Goal of the exercise -> Reproduce, line for line, the part of the entries between the line containing "Where can you find the rocky mountain" and the line containing "point(95, 357)", both of those lines included.

Information given ->

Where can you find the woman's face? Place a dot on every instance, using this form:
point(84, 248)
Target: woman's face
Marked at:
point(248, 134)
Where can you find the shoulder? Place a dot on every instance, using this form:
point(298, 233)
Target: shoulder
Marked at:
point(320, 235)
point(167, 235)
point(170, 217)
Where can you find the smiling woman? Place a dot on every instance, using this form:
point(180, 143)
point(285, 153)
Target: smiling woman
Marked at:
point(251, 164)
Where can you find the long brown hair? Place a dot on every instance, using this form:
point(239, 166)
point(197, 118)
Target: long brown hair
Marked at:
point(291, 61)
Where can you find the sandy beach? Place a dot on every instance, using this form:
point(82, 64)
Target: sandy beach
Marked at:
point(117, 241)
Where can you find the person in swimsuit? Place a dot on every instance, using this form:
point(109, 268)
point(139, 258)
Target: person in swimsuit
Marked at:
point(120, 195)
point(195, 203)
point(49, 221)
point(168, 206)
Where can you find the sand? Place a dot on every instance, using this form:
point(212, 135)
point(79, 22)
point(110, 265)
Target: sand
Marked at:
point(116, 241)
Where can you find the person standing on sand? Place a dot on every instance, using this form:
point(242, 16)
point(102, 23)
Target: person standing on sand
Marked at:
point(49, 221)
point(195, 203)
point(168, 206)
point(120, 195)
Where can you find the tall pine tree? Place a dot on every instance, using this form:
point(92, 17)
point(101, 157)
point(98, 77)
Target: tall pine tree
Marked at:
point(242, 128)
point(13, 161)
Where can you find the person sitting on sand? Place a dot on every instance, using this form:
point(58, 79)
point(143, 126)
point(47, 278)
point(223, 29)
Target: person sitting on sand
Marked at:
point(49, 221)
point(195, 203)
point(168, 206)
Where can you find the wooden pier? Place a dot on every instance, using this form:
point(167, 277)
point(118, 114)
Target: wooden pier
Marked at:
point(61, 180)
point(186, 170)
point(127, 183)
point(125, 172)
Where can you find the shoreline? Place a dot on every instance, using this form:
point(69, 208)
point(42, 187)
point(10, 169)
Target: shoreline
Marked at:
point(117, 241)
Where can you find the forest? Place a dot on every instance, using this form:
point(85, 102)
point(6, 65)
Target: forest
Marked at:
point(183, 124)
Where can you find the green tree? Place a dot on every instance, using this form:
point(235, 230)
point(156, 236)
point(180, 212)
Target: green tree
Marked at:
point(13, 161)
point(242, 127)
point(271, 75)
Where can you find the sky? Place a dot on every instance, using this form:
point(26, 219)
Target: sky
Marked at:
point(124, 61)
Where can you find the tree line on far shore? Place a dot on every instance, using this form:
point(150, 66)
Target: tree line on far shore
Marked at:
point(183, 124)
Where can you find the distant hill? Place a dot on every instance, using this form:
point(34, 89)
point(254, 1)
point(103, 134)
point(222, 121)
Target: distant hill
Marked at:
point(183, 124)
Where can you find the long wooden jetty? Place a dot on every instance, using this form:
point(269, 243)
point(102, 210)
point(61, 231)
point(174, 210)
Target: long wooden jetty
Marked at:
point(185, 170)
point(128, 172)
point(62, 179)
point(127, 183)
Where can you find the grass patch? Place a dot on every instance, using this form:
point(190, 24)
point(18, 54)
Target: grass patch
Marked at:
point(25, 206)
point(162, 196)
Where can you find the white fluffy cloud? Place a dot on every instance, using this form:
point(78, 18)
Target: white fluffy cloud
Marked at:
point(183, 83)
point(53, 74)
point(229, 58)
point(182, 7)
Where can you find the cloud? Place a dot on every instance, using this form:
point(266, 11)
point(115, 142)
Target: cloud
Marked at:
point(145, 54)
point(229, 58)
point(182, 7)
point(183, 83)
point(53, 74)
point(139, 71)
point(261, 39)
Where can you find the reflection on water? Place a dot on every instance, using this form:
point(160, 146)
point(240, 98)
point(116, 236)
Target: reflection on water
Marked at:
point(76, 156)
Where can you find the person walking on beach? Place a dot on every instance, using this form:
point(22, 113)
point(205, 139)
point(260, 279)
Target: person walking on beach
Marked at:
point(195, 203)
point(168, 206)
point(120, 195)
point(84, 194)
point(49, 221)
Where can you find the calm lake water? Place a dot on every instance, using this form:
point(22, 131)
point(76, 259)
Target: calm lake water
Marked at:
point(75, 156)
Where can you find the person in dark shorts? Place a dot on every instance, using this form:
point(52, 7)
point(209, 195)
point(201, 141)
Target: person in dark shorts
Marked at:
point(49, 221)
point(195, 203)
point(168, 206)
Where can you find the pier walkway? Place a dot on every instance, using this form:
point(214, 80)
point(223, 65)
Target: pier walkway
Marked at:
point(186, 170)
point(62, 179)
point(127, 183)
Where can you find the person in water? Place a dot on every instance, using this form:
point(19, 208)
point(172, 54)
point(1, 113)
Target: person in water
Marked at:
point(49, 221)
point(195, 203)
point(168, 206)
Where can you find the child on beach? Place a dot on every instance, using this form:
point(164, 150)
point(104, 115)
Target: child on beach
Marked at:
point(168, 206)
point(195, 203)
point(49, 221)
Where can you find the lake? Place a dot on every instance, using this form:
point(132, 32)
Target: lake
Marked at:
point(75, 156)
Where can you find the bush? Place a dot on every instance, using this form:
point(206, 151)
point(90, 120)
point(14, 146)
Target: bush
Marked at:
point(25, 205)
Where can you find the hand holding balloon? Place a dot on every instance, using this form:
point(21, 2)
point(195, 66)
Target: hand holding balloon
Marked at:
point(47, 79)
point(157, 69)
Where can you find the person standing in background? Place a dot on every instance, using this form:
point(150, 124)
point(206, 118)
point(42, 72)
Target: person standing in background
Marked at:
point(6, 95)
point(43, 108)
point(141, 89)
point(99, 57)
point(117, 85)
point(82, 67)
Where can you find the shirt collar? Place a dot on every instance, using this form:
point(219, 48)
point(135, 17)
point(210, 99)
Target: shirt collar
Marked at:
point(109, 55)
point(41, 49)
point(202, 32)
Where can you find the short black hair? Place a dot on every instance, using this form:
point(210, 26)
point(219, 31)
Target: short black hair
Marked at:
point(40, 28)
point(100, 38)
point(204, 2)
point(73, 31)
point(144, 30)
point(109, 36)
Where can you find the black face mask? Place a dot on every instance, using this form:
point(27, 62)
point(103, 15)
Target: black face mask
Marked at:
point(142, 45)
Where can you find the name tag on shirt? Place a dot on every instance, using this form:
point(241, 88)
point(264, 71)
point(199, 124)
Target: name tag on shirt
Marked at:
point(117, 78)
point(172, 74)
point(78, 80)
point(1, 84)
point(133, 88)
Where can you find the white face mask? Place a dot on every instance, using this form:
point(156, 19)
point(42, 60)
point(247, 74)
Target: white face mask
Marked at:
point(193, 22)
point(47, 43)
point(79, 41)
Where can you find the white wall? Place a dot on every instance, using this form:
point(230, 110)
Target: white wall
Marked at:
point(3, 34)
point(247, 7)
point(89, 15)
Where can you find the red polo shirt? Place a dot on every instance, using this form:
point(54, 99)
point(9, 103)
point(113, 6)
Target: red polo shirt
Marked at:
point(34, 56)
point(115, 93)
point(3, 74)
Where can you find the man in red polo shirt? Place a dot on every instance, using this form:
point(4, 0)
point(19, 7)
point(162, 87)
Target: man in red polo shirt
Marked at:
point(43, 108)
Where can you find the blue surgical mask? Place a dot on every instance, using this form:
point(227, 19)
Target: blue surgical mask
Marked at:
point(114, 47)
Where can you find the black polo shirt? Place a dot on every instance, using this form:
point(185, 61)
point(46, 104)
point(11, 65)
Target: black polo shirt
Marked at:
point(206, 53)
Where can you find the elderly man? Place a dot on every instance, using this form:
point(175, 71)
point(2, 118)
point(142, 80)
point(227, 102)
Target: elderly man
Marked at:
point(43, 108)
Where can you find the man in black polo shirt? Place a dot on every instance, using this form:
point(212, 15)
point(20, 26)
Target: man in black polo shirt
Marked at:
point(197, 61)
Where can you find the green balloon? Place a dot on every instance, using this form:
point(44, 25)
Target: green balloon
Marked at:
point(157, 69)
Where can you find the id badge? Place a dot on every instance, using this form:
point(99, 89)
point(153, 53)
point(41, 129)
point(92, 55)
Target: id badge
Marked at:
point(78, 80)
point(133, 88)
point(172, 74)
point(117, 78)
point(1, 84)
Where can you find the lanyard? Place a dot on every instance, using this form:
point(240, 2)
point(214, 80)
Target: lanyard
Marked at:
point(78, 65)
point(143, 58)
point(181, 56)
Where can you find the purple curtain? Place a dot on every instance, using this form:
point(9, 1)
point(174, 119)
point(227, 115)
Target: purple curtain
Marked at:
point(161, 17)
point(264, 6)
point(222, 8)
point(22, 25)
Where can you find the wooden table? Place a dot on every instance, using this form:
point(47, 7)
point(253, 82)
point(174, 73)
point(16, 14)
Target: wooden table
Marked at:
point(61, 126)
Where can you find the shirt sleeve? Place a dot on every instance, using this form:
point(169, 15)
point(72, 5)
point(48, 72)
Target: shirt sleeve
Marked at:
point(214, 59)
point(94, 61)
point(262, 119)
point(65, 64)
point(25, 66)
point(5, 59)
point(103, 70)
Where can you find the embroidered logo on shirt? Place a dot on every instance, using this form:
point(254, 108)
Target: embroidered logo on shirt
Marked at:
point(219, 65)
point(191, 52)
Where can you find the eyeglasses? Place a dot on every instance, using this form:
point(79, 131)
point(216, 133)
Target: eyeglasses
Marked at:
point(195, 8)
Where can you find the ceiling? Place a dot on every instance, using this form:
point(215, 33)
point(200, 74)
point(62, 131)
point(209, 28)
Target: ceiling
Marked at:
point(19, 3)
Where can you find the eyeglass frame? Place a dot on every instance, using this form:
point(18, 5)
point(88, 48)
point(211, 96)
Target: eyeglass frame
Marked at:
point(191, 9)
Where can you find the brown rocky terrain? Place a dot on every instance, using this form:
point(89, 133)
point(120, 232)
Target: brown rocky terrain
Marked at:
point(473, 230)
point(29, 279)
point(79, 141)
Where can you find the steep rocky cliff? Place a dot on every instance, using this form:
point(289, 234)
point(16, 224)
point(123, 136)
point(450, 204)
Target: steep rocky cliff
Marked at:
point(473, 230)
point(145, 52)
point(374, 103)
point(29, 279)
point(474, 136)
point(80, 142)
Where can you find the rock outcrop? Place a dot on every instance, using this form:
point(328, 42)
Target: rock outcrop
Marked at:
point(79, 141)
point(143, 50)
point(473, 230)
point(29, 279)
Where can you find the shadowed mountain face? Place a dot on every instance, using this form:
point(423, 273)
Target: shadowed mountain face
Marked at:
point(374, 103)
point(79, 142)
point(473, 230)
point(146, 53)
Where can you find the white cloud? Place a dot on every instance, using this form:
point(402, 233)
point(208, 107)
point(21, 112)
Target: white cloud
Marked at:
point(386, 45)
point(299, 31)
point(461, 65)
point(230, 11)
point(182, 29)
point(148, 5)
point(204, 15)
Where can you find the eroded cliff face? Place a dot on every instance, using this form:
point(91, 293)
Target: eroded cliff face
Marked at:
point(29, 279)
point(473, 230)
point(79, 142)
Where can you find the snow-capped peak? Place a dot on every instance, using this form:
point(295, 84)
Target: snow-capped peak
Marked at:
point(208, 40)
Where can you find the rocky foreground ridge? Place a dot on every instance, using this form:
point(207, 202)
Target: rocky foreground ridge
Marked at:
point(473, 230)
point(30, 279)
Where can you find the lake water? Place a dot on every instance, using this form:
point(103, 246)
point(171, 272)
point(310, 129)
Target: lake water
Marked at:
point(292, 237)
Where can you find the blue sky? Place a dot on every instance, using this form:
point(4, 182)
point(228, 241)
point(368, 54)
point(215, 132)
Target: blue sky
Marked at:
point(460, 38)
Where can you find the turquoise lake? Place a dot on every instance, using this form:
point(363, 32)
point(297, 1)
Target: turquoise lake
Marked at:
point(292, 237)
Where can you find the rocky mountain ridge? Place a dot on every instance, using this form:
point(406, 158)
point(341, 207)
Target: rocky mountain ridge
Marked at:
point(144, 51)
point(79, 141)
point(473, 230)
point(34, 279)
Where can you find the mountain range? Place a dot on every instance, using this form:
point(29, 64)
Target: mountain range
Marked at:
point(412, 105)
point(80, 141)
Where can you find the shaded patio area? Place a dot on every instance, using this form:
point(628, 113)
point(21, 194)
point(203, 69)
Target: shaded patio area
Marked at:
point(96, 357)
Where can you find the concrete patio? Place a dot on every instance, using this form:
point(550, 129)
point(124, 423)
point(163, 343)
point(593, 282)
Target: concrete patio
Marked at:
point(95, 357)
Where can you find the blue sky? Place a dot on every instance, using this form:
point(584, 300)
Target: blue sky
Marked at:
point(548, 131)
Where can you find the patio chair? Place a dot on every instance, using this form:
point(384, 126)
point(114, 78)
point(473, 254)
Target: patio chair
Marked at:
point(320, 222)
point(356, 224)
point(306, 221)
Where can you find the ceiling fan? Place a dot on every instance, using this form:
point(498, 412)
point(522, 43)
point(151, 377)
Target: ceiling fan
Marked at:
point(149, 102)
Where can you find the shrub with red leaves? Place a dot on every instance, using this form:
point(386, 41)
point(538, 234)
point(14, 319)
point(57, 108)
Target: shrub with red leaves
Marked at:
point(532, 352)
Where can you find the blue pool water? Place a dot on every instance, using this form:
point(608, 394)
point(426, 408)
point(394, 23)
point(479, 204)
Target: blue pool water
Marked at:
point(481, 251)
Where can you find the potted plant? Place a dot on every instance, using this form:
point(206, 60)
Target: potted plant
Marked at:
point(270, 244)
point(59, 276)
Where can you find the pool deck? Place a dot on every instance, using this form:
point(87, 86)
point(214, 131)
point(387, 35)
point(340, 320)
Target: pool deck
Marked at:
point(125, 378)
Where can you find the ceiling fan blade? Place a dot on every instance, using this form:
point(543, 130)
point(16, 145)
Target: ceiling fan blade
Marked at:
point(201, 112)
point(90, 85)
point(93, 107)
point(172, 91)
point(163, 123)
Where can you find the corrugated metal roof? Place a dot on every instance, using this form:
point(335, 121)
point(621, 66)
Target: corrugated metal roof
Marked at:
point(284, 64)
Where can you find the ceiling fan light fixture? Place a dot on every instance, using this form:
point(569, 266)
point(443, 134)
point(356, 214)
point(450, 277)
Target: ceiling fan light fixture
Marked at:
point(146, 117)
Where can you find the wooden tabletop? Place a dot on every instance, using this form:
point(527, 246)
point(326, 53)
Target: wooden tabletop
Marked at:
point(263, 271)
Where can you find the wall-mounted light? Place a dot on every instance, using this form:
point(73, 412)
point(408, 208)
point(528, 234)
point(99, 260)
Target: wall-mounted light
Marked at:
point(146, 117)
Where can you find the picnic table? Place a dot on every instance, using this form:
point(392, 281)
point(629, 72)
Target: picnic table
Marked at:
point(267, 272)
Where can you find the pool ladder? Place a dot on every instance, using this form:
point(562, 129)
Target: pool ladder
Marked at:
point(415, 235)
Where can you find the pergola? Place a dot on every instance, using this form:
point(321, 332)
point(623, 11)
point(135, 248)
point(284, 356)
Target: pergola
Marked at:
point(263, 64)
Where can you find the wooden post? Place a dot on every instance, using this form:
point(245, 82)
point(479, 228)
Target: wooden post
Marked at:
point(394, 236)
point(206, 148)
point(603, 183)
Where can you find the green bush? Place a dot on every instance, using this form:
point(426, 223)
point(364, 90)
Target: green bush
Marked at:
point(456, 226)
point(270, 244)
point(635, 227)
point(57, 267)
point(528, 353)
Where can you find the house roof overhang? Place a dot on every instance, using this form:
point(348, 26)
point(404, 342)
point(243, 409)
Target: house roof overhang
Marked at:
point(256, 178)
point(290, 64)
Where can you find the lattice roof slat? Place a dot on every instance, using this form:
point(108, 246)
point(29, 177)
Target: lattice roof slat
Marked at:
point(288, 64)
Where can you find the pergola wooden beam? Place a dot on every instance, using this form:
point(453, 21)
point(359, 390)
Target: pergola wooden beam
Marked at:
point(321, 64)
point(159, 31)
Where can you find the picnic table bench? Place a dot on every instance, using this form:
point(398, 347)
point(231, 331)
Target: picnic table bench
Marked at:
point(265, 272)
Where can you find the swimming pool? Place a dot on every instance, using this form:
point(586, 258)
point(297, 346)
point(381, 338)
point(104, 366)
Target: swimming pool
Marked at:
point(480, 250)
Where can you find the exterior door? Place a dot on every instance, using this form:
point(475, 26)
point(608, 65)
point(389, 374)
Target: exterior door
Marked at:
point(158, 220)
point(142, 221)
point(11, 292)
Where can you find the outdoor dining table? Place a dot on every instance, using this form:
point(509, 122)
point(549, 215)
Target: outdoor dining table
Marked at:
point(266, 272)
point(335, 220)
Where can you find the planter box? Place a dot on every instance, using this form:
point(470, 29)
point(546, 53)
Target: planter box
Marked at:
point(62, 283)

Solution to this problem ->
Where can you find the rocky mountain ridge? Place a dot on every instance, using this form:
point(406, 158)
point(341, 207)
Target: rocky mountain ridge
Marked at:
point(144, 51)
point(79, 141)
point(473, 230)
point(34, 279)
Where can you find the mountain range? Place a dot on every instance, using this form:
point(29, 64)
Target: mountain range
Marked at:
point(412, 105)
point(80, 141)
Where can you find the shaded patio area? Place a dot on every instance, using this form:
point(628, 113)
point(21, 194)
point(203, 69)
Target: shaded patio area
Marked at:
point(96, 357)
Where can you find the concrete patio? Place a dot on every instance, using this form:
point(550, 129)
point(124, 423)
point(163, 343)
point(593, 282)
Target: concrete patio
Marked at:
point(95, 357)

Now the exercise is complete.